An unusual alliance has been unveiled after Iranian President Mahmud Ahmadinejad revealed that the recent arrest of Abdulmalik Rigi, leader of the Sunni terrorist group Jundallah, was made possible with intelligence cooperation from Afghanistan and Pakistan.

Using his one-day trip on Wednesday to Kabul to bolster Iran's relations with Afghanistan and shore up regional support in the face of escalating United States pressure for sanctions over its nuclear program, Ahmadinejad made it a priority to highlight work between the three nations on the Rigi arrest as a model for counter-terrorism. He also made the most of the opportunity to scold the US over its military presence and hammer home a

  

message that the US is supporting terrorism in the name of the "war on terror".

US Secretary of Defense Robert Gates met Afghan President Hamid Karzai in the Afghan capital on Monday and accused Iran of playing a "double game" by supporting Afghan insurgents.

Trading barbs with Gates, Ahmadinejad zeroed in on Rigi's Central Intelligence Agency connections - and the fact that he had been at a US military base in Afghanistan 24 hours prior to his arrest. He had also been given a fake passport, a fake "student identification card" and was reportedly on his way to meet a high-ranking US official in Central Asia.

Data extract -
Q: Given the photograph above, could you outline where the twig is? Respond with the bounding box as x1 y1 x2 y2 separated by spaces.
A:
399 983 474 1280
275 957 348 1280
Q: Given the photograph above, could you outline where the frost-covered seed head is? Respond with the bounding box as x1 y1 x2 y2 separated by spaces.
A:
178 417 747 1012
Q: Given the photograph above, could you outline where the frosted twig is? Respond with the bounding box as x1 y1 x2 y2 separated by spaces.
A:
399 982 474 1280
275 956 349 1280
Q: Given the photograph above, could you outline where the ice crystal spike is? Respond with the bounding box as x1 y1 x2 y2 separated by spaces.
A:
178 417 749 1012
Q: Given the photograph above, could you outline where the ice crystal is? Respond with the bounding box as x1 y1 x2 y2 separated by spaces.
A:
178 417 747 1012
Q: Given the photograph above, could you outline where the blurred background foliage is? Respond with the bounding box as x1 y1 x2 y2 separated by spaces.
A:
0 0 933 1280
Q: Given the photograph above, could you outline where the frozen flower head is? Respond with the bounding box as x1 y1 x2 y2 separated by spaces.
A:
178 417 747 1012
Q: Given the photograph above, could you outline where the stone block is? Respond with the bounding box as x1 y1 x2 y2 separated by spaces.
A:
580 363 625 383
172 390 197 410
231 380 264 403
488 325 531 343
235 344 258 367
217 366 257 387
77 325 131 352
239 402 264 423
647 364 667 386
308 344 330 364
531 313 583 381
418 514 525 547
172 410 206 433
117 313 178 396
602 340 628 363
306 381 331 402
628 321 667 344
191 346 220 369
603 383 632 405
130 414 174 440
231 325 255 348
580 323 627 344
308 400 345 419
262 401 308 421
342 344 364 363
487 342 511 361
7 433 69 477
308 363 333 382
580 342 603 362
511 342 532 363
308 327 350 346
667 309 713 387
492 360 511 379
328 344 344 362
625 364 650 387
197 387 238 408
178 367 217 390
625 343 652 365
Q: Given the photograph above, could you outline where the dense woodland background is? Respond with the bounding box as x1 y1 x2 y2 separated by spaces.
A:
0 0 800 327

Exercise details - Print everything in the article on the Rigi arrest from "Using his one-day" down to "supporting Afghan insurgents.", word for word.

Response -
Using his one-day trip on Wednesday to Kabul to bolster Iran's relations with Afghanistan and shore up regional support in the face of escalating United States pressure for sanctions over its nuclear program, Ahmadinejad made it a priority to highlight work between the three nations on the Rigi arrest as a model for counter-terrorism. He also made the most of the opportunity to scold the US over its military presence and hammer home a

  

message that the US is supporting terrorism in the name of the "war on terror".

US Secretary of Defense Robert Gates met Afghan President Hamid Karzai in the Afghan capital on Monday and accused Iran of playing a "double game" by supporting Afghan insurgents.